Update the records below by changing every "Looking for" to "Region to find" and keeping everything else unchanged. Leave the pictures out of your answer.

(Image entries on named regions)
•••••
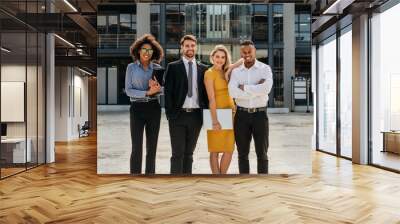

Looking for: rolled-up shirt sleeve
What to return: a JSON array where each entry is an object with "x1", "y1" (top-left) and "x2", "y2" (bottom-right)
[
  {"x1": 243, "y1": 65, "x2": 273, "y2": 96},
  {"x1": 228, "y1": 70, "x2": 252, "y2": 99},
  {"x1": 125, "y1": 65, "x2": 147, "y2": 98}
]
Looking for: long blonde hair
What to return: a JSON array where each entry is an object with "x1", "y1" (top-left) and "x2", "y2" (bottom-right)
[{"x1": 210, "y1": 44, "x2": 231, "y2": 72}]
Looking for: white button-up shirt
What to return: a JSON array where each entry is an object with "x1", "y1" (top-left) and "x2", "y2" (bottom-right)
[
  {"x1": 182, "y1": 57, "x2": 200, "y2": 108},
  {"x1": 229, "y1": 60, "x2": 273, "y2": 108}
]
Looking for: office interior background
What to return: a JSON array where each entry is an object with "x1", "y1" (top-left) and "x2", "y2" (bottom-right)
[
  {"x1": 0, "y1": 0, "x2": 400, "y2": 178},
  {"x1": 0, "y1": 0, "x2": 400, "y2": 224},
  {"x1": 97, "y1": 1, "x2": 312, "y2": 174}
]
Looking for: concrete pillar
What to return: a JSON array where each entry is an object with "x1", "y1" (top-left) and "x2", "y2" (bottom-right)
•••••
### Response
Region to find: rolled-up shirt sleeve
What to return: a JSON array where each entry is an object with "x1", "y1" (top-left) and "x2", "y2" (bottom-right)
[
  {"x1": 243, "y1": 65, "x2": 273, "y2": 96},
  {"x1": 228, "y1": 70, "x2": 252, "y2": 99},
  {"x1": 125, "y1": 65, "x2": 147, "y2": 98}
]
Region to find: long blonde hair
What to return: a JSON array where each entry is an object with "x1", "y1" (top-left) and "x2", "y2" (bottom-right)
[{"x1": 210, "y1": 44, "x2": 231, "y2": 72}]
Region to find: white button-up shirt
What to return: a JSON array where each entry is an object with "x1", "y1" (top-left) and "x2", "y2" (bottom-right)
[
  {"x1": 182, "y1": 57, "x2": 200, "y2": 108},
  {"x1": 229, "y1": 60, "x2": 273, "y2": 108}
]
Region to find: office interior background
What to return: a JSON array where each entry is an object with "x1", "y1" (top-left) and "x2", "y2" (bottom-right)
[
  {"x1": 0, "y1": 0, "x2": 400, "y2": 178},
  {"x1": 0, "y1": 0, "x2": 400, "y2": 224},
  {"x1": 97, "y1": 1, "x2": 312, "y2": 174}
]
Region to find: concrete pillar
What to return: a JSON array where each entry is an object with "x1", "y1" (top-left) and "x2", "y2" (bottom-right)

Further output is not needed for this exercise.